— START OF Given text —

Findings from the LEAP project

The LEAP project
Date posted: 6 June 2025
The Livestock, Environment and People (LEAP) project ran from 2017 to 2024. It was funded by the Wellcome Trust’s Our Planet, Our Health scheme, led by Professors Charles Godfray and Susan Jebb. LEAP aimed to understand the health, environmental, social and economic consequences of meat and dairy production and consumption. Working across five work packages, LEAP addressed how future trends and policies around meat and dairy may impact health, the environment and the economy; analysed the social and political contexts in which food system decisions are made; assessed the effects of meat and dairy consumption on health through epidemiological analysis; tested interventions to encourage lower consumption of meat; and developed quantitative methods for assessing the impact of meat and dairy production on the environment.

— END OF Given text —
— START OF Given data —

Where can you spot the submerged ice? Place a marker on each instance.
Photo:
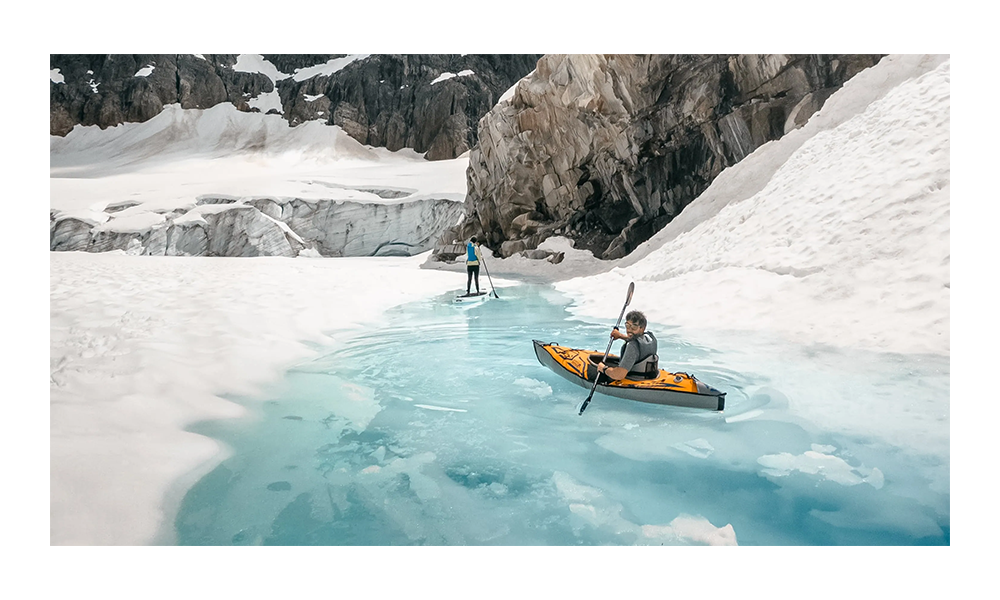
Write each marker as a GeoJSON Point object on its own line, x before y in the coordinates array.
{"type": "Point", "coordinates": [441, 428]}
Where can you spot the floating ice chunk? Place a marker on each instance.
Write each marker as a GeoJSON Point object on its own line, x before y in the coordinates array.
{"type": "Point", "coordinates": [695, 530]}
{"type": "Point", "coordinates": [430, 407]}
{"type": "Point", "coordinates": [591, 508]}
{"type": "Point", "coordinates": [745, 416]}
{"type": "Point", "coordinates": [699, 448]}
{"type": "Point", "coordinates": [538, 388]}
{"type": "Point", "coordinates": [811, 462]}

— END OF Given data —

◆ **Requirements**:
Reproduce everything from "Findings from the" down to "on the environment." in the text about the LEAP project, renaming "work packages" as "workstreams".

◆ **Solved problem**:
Findings from the LEAP project

The LEAP project
Date posted: 6 June 2025
The Livestock, Environment and People (LEAP) project ran from 2017 to 2024. It was funded by the Wellcome Trust’s Our Planet, Our Health scheme, led by Professors Charles Godfray and Susan Jebb. LEAP aimed to understand the health, environmental, social and economic consequences of meat and dairy production and consumption. Working across five workstreams, LEAP addressed how future trends and policies around meat and dairy may impact health, the environment and the economy; analysed the social and political contexts in which food system decisions are made; assessed the effects of meat and dairy consumption on health through epidemiological analysis; tested interventions to encourage lower consumption of meat; and developed quantitative methods for assessing the impact of meat and dairy production on the environment.